» The problem
Change "rely on" to "apply" throughout the data below and reproduce all of it with everything else unchanged. Leave the pictures out of your answer.

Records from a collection
■ ■ ■ ■ ■

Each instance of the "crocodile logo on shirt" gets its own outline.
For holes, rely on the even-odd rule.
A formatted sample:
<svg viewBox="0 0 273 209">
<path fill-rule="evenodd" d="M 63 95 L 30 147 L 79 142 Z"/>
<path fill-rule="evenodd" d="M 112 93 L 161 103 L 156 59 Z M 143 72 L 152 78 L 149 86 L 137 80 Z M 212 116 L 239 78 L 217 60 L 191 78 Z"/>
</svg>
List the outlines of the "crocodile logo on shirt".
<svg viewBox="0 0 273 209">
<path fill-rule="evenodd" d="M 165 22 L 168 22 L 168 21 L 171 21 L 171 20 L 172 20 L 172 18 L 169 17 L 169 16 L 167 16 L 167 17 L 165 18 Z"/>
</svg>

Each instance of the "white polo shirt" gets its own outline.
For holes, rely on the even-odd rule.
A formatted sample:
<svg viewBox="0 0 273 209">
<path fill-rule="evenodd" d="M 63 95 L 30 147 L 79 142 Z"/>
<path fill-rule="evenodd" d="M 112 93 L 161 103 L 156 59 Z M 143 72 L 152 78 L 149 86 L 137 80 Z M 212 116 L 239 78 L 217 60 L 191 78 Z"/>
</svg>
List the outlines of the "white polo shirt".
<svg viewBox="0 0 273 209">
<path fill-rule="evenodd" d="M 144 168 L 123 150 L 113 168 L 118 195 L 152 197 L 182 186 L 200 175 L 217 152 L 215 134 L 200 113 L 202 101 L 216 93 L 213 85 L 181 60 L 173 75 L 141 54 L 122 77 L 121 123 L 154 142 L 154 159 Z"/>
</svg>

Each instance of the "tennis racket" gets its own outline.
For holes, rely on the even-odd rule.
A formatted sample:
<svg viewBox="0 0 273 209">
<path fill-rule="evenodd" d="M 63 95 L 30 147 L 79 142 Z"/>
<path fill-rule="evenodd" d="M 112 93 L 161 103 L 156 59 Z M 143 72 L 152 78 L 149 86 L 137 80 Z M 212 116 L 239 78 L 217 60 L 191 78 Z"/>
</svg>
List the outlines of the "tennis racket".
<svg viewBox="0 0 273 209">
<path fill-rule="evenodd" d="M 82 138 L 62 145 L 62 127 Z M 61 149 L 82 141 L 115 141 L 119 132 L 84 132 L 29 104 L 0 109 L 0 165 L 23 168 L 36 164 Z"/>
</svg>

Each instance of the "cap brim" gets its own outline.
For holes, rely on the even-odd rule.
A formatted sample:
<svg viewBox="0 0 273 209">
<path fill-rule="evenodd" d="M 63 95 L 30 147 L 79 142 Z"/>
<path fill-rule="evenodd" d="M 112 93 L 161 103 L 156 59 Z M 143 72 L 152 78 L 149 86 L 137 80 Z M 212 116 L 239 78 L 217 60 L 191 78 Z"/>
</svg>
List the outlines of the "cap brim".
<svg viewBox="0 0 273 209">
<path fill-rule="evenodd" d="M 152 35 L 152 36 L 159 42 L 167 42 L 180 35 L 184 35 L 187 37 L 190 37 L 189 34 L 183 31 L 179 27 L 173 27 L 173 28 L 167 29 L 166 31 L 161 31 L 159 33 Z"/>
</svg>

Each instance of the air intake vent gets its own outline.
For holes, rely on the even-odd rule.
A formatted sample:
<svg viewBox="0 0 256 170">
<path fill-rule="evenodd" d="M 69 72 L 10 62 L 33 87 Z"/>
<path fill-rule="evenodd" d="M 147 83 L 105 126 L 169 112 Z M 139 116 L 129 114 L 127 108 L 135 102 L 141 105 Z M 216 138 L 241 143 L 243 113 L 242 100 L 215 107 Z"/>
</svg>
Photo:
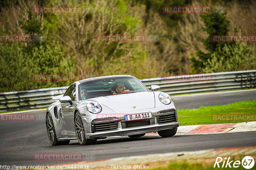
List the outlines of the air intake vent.
<svg viewBox="0 0 256 170">
<path fill-rule="evenodd" d="M 157 115 L 157 123 L 163 124 L 176 122 L 176 111 L 172 110 L 162 111 Z"/>
<path fill-rule="evenodd" d="M 105 131 L 116 129 L 118 127 L 118 122 L 100 121 L 92 122 L 92 132 Z"/>
</svg>

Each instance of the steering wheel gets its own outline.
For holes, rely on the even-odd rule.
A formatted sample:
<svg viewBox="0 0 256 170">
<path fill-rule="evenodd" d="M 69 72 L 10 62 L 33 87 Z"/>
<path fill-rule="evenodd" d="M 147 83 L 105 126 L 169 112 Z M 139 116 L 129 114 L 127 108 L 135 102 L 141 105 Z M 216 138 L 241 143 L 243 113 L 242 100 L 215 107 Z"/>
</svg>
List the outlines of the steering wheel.
<svg viewBox="0 0 256 170">
<path fill-rule="evenodd" d="M 129 93 L 131 92 L 139 92 L 138 91 L 124 91 L 124 92 L 122 92 L 122 93 L 120 93 L 119 94 L 123 94 L 123 93 Z"/>
</svg>

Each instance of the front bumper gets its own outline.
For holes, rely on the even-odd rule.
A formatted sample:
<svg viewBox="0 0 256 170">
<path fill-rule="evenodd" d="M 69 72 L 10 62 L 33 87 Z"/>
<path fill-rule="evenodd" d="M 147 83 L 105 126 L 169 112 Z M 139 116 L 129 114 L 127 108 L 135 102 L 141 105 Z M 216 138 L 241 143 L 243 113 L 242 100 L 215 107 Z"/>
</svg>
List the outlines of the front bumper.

■ ■ ■ ■ ■

» Answer to this exercise
Each instance of the "crocodile logo on shirt" gets its own outline.
For holes, apply the even-odd rule.
A formatted sample:
<svg viewBox="0 0 273 209">
<path fill-rule="evenodd" d="M 63 95 L 30 147 L 79 142 Z"/>
<path fill-rule="evenodd" d="M 112 93 L 161 103 L 156 59 Z M 143 72 L 152 78 L 149 86 L 137 80 Z M 212 116 L 239 78 L 217 60 L 191 78 Z"/>
</svg>
List the outlines of the "crocodile logo on shirt".
<svg viewBox="0 0 273 209">
<path fill-rule="evenodd" d="M 165 22 L 168 22 L 168 21 L 171 21 L 171 20 L 172 20 L 172 18 L 169 17 L 169 16 L 167 16 L 167 17 L 165 18 Z"/>
</svg>

Each instance of the "white polo shirt" gets its own outline.
For holes, apply the even-odd rule.
A formatted sample:
<svg viewBox="0 0 273 209">
<path fill-rule="evenodd" d="M 63 95 L 30 147 L 79 142 Z"/>
<path fill-rule="evenodd" d="M 112 93 L 161 103 L 156 59 Z M 143 72 L 152 78 L 149 86 L 137 80 Z M 212 116 L 239 78 L 217 60 L 191 78 Z"/>
</svg>
List the outlines of the "white polo shirt".
<svg viewBox="0 0 273 209">
<path fill-rule="evenodd" d="M 144 168 L 123 150 L 113 168 L 118 195 L 152 197 L 182 186 L 200 175 L 217 152 L 215 134 L 200 113 L 202 101 L 216 93 L 213 85 L 181 60 L 173 75 L 141 54 L 122 77 L 121 123 L 154 142 L 154 159 Z"/>
</svg>

Each instance of the "tennis racket" gets its own outline.
For holes, apply the even-odd rule.
A formatted sample:
<svg viewBox="0 0 273 209">
<path fill-rule="evenodd" d="M 63 95 L 30 147 L 79 142 Z"/>
<path fill-rule="evenodd" d="M 112 93 L 161 103 L 156 59 Z M 143 72 L 152 78 L 149 86 L 137 80 Z M 212 116 L 239 78 L 217 60 L 191 78 Z"/>
</svg>
List the outlines of the "tennis racket".
<svg viewBox="0 0 273 209">
<path fill-rule="evenodd" d="M 82 138 L 62 145 L 62 127 Z M 61 149 L 82 141 L 115 141 L 119 132 L 84 132 L 29 104 L 0 109 L 0 165 L 23 168 L 36 164 Z"/>
</svg>

Each instance of the "cap brim" gets its own outline.
For holes, apply the even-odd rule.
A formatted sample:
<svg viewBox="0 0 273 209">
<path fill-rule="evenodd" d="M 63 95 L 30 147 L 79 142 Z"/>
<path fill-rule="evenodd" d="M 112 93 L 161 103 L 156 59 Z M 143 72 L 152 78 L 149 86 L 137 80 Z M 212 116 L 239 78 L 217 60 L 191 78 Z"/>
</svg>
List the outlines of the "cap brim".
<svg viewBox="0 0 273 209">
<path fill-rule="evenodd" d="M 152 35 L 152 36 L 159 42 L 167 42 L 180 35 L 184 35 L 187 37 L 190 37 L 189 34 L 183 31 L 179 27 L 173 27 L 173 28 L 167 29 L 166 31 L 161 31 L 159 33 Z"/>
</svg>

Each instance of the air intake vent gets its own outline.
For holes, apply the even-odd rule.
A formatted sample:
<svg viewBox="0 0 256 170">
<path fill-rule="evenodd" d="M 69 72 L 10 62 L 33 87 Z"/>
<path fill-rule="evenodd" d="M 147 83 L 105 126 L 169 112 Z M 139 116 L 129 114 L 127 108 L 135 102 L 141 105 Z M 216 138 L 241 143 L 243 113 L 242 100 L 215 107 Z"/>
</svg>
Photo:
List the outlines of the air intake vent.
<svg viewBox="0 0 256 170">
<path fill-rule="evenodd" d="M 157 115 L 157 123 L 163 124 L 176 122 L 176 111 L 172 110 L 162 111 Z"/>
<path fill-rule="evenodd" d="M 105 131 L 116 129 L 118 127 L 118 122 L 100 121 L 92 122 L 92 132 Z"/>
</svg>

Each instance of the steering wheel gets its own outline.
For holes, apply the even-odd rule.
A formatted sample:
<svg viewBox="0 0 256 170">
<path fill-rule="evenodd" d="M 69 72 L 10 62 L 33 87 Z"/>
<path fill-rule="evenodd" d="M 147 83 L 105 126 L 169 112 Z M 139 116 L 129 114 L 127 108 L 135 102 L 141 105 Z M 216 138 L 241 143 L 243 113 L 242 100 L 215 107 Z"/>
</svg>
List the outlines of the steering wheel.
<svg viewBox="0 0 256 170">
<path fill-rule="evenodd" d="M 129 93 L 131 92 L 139 92 L 138 91 L 124 91 L 124 92 L 122 92 L 122 93 L 120 93 L 119 94 L 123 94 L 123 93 Z"/>
</svg>

Each instance of the front bumper gets its own outline.
For holes, apply the even-odd rule.
A formatted sample:
<svg viewBox="0 0 256 170">
<path fill-rule="evenodd" d="M 69 72 L 10 62 L 33 87 Z"/>
<path fill-rule="evenodd" d="M 147 83 L 105 126 L 169 112 Z M 139 116 L 129 114 L 127 108 L 135 102 L 141 105 Z M 216 138 L 241 143 L 243 113 L 242 100 L 215 107 Z"/>
</svg>
List the outlines of the front bumper.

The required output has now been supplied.